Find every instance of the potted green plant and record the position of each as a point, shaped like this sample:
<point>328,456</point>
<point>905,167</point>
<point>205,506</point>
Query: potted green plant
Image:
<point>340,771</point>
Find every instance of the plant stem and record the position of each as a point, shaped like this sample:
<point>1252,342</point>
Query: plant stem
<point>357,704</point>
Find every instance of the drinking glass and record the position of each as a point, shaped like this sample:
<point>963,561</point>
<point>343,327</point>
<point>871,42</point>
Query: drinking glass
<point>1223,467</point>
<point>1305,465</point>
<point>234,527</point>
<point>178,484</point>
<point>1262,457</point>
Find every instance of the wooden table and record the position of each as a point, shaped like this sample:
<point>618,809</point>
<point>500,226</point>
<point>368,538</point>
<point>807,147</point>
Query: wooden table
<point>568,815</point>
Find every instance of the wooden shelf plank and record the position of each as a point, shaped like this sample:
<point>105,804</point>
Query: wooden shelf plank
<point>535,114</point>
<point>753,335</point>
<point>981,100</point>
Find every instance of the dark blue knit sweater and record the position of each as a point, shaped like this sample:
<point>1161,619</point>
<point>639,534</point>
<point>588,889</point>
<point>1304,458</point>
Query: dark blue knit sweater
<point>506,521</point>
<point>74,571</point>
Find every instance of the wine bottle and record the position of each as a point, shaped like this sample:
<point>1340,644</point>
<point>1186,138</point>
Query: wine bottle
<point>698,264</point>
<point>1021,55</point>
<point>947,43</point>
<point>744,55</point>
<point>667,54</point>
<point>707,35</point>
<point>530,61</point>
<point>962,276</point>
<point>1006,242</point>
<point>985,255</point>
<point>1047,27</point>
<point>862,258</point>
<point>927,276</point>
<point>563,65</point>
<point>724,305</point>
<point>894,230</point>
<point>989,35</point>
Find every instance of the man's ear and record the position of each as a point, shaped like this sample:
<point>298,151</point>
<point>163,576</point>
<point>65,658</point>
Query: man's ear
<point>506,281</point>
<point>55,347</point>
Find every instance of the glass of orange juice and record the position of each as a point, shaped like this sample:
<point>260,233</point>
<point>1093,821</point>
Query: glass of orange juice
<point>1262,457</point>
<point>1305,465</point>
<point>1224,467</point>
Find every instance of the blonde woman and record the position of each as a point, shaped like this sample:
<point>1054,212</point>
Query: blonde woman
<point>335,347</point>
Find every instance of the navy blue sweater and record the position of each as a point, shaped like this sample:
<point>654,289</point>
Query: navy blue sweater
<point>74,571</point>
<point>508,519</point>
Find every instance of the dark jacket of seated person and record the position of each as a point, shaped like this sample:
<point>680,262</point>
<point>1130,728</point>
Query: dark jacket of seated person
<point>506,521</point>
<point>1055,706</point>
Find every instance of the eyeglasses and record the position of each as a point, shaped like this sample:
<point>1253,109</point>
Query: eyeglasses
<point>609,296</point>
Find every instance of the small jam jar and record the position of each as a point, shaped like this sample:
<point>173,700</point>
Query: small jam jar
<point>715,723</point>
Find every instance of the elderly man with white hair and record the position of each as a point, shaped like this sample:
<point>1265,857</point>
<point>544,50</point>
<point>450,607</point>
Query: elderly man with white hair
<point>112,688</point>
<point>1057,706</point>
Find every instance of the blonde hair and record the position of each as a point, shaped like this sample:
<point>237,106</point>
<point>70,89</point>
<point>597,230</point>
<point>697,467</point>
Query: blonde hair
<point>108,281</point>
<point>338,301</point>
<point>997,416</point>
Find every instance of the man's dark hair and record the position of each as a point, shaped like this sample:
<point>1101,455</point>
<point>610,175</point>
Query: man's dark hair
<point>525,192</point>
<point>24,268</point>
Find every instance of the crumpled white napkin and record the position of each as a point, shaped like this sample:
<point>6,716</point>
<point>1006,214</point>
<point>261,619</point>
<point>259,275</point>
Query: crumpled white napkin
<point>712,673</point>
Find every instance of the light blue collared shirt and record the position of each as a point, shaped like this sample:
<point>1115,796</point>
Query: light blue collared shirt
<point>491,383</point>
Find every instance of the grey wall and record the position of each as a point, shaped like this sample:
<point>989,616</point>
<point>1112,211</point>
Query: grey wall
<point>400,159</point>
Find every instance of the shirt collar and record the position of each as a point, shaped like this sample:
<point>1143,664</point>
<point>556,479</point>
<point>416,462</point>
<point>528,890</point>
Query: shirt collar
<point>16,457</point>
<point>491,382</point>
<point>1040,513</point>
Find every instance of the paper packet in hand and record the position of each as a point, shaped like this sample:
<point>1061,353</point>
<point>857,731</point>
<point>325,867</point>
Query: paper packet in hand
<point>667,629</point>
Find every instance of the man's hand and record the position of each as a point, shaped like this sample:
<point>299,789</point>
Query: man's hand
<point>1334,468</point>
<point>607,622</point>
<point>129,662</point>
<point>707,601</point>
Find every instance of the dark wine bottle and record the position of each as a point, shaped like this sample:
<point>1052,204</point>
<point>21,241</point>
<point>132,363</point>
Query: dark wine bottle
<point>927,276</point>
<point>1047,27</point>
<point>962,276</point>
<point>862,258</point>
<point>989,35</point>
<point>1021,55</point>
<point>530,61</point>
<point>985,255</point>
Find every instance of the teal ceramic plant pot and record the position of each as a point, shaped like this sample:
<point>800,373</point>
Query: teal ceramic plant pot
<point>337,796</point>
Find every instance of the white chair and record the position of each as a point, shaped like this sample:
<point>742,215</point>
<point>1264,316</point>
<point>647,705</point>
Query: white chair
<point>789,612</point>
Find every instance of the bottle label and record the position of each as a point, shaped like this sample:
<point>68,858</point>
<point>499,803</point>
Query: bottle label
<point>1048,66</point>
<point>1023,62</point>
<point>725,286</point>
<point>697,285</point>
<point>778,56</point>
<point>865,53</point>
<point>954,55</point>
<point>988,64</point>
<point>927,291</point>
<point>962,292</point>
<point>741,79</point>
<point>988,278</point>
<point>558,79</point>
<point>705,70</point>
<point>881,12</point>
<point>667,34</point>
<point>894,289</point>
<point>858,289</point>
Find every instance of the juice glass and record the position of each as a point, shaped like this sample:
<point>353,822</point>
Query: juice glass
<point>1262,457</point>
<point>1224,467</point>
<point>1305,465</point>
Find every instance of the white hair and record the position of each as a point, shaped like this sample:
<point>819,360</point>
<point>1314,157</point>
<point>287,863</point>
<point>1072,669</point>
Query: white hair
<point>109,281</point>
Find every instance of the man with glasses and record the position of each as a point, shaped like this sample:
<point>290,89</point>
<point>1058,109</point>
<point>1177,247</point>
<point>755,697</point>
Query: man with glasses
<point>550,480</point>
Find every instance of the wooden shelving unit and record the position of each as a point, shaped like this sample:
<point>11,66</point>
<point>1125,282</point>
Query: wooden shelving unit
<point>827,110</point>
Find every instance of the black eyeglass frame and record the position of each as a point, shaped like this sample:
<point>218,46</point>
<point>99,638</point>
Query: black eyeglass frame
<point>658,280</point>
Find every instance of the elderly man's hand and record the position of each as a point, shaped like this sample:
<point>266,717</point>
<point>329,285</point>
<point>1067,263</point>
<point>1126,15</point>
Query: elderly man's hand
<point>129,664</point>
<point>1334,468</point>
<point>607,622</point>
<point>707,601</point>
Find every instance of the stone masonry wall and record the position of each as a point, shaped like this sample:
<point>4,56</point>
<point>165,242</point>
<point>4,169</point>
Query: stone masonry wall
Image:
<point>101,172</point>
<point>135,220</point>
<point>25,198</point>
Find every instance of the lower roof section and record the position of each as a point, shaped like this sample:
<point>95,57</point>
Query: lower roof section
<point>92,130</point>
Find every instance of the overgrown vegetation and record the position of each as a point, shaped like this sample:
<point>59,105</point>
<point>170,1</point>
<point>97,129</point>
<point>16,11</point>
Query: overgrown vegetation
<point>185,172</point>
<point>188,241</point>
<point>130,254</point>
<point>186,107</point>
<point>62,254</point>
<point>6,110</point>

> **Given task**:
Render the lines from the line with "Find every instance of the crumpled" to the line with "<point>400,159</point>", both included, as a Markdown table with the columns Number and Line, leaving out any blank lines.

> **The reply**:
| Number | Line |
|---|---|
| 1 | Find every instance of the crumpled white napkin and record the position of each as a point, shaped like this sample: |
| 2 | <point>6,716</point> |
| 3 | <point>1006,214</point> |
| 4 | <point>261,619</point> |
| 5 | <point>259,275</point> |
| 6 | Query: crumpled white napkin |
| 7 | <point>712,673</point> |
| 8 | Find every instance of the light blue collared shirt and record the position of each as a point, shaped like this sample: |
| 9 | <point>1115,796</point> |
| 10 | Query: light blue collared shirt |
| 11 | <point>491,383</point> |
| 12 | Find every instance of the grey wall and record the position of each as a point, shaped like this sample: |
| 13 | <point>989,616</point> |
| 14 | <point>1112,211</point> |
| 15 | Query: grey wall |
| 16 | <point>400,159</point> |